It takes more steps (unsling/unholster, load, safety off, cock, aim accurately and fire) to deploy a gun than bear spray (unholster, safety off, point and shoot). Some bear sprays can even be “fired” with the canister still in the holster, if necessary due to lack of time. Bear spray does not require good aiming, as does a gun, in order to stop a bear attack. Seconds count in a bear attack. Accuracy and proficiency decline under stress. (Might resemble Barney Fife, of Mayberry!)
Pepper Spray Research
Here is an abstract of research about bear spray incidents that occurred in Alaska reported in the Journal of Wildlife Management (2008, see reference data below quote):
“Of the 72 cases where persons sprayed bears to defend themselves, 50 (69%) involved brown bears, 20 (28%) black bears, and 2 (3%) polar bears. Red pepper spray stopped bears’ undesirable behavior 92% of the time when used on brown bears, 90% for black bears, and 100% for polar bears. Of all persons carrying sprays, 98% were uninjured by bears in close-range encounters.
All bear inflicted injuries (3) associated with defensive spraying involved brown bears and were relatively minor (i.e., no hospitalization required). In 7% (5 of 71) of bear spray incidents, wind was reported to have interfered with spray accuracy, although it reached the bear in all cases. In 14% (10 of 71) of bear spray incidents, users reported the spray having had negative side effects upon themselves, ranging from minor irritation (11%, 8 of 71) to near incapacitation (3%, 2 of 71). (JOURNAL OF WILDLIFE MANAGEMENT 72(3):640–645; 2008)”
Gun Use Research
(Remember that gun use in bear attacks has been researched much longer than bear spray. Data will change with time.) A review of research data about gun use during bear attacks provides the following data:
When 478 people used guns to defend themselves from a bear attack: 17 were killed by the bear, 25 received serious injuries, 42 had moderate injuries and 29 had only slight injuries (24% injury rate). Gun users experienced 12 times the injury rate of those in the bear spray use study.
(Gore, M. L., B. A. Knuth, P. D. Curtis, and J. E. Shanahan. 2006. Education programs for reducing American black bear-human conflict: indicators of success? Ursus 17:75-80.; Herrero, S. 1985, 2002 (Revised edition). Bear attacks: their causes and avoidance. Lyons & Burford, Publishers, New York, New York, USA.)
The Best Bear Spray
The two biggest bear spray producers are UDAP andCounter Assault. Both work effectively as a bear deterrent. Both are “fire extinguisher” type sprays. UDAP's spraycontents comes out faster than Counter Assault’s. The manufacturer is adamant that more deterrent coming out faster is more effective.
The faster volume release creates a louder sound that also acts as a deterrent of itself, startling the bear. Both product contents are essentially equal in effectiveness. UDAP has a stretchy holster that can be used without removal of the canister, in case there is no time.
Personally, I do not want to carry my pepper spray in a holster that has a safety flap on top that I have to remove before I can flip the plastic safety off. The covers can be left off the top or some holsters do not have them at all.
If you will be walking through thick brush, you might want a covering to avoid it being pulled out accidentally; otherwise it simply adds one more step to the process of deterring bear attacks. Both manufacturers have hip and chest holsters available.

● **TASKS TO CARRY OUT**:
A – Summarize the bear spray passage in two sentences.
B – For each statement, answer yes or no according to the bear spray passage, and quote the words that decide it: (i) In some incidents, wind kept the spray from reaching the bear. (ii) Every bear-inflicted injury connected with defensive spraying involved brown bears. (iii) The canister must be removed from UDAP's holster before spraying.
C – Copy the bear spray passage from "If you will" to "chest holsters available.", swapping "thick brush" for "dense brush".

Dataset entries

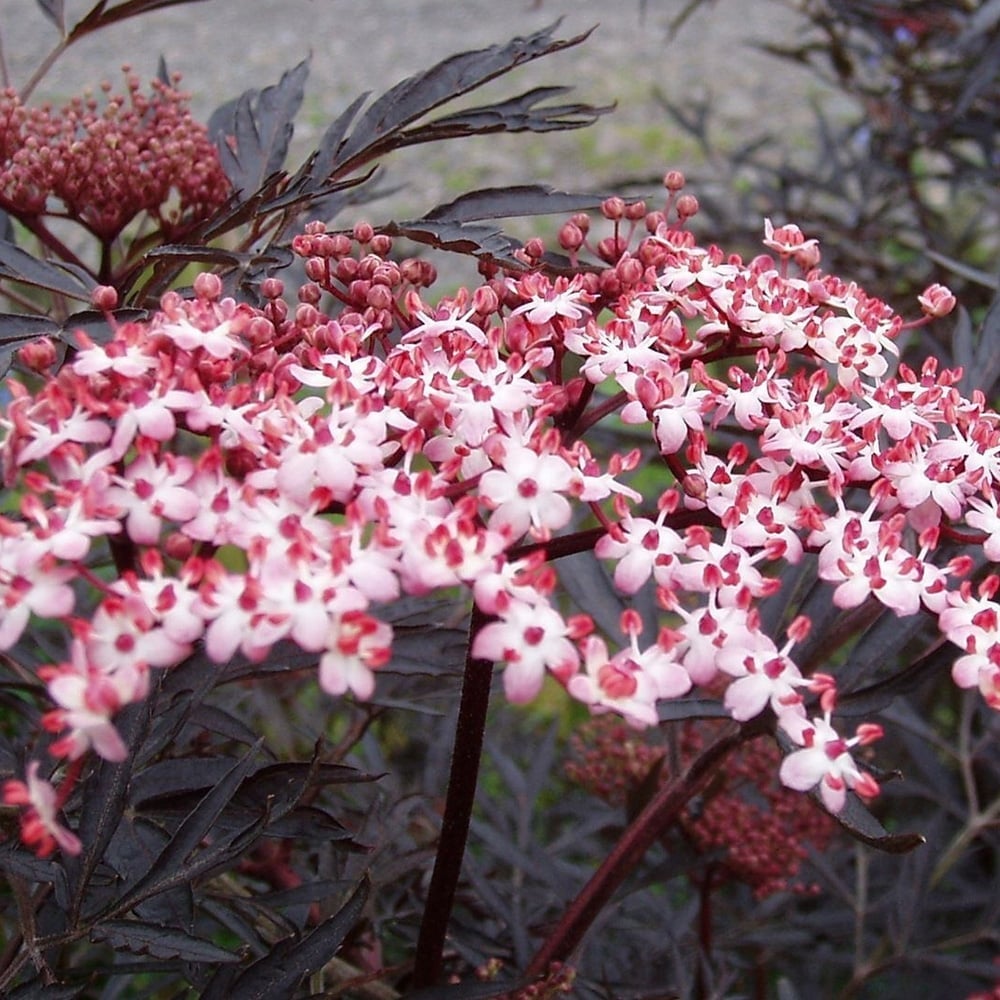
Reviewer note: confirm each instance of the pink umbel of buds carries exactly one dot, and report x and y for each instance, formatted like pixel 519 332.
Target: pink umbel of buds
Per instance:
pixel 394 446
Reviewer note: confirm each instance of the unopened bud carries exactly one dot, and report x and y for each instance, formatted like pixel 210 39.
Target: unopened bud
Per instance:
pixel 310 293
pixel 534 248
pixel 104 297
pixel 687 205
pixel 272 288
pixel 39 355
pixel 208 286
pixel 937 301
pixel 613 208
pixel 635 211
pixel 570 236
pixel 673 180
pixel 363 233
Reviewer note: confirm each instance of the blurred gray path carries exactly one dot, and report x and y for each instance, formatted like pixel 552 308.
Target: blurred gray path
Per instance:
pixel 225 46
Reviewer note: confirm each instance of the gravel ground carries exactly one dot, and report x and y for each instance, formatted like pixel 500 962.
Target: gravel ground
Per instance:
pixel 225 46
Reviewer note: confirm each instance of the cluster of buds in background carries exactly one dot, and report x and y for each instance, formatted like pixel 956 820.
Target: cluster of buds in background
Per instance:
pixel 285 473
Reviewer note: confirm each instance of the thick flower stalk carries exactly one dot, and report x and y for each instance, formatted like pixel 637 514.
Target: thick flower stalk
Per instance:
pixel 284 474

● **ANSWERS BY ITEM**:
A – Deploying bear spray takes fewer steps and less aiming than a gun, and research on Alaska incidents found that red pepper spray stopped bears' undesirable behavior in most cases, with 98% of carriers uninjured in close-range encounters. Gun users defending themselves from bear attacks had a 24% injury rate, and the two biggest bear spray producers make products that are essentially equal in effectiveness and offer hip and chest holsters.

B –
(i) No: "although it reached the bear in all cases."
(ii) Yes: "All bear inflicted injuries (3) associated with defensive spraying involved brown bears."
(iii) No: "UDAP has a stretchy holster that can be used without removal of the canister."

C –
If you will be walking through dense brush, you might want a covering to avoid it being pulled out accidentally; otherwise it simply adds one more step to the process of deterring bear attacks. Both manufacturers have hip and chest holsters available.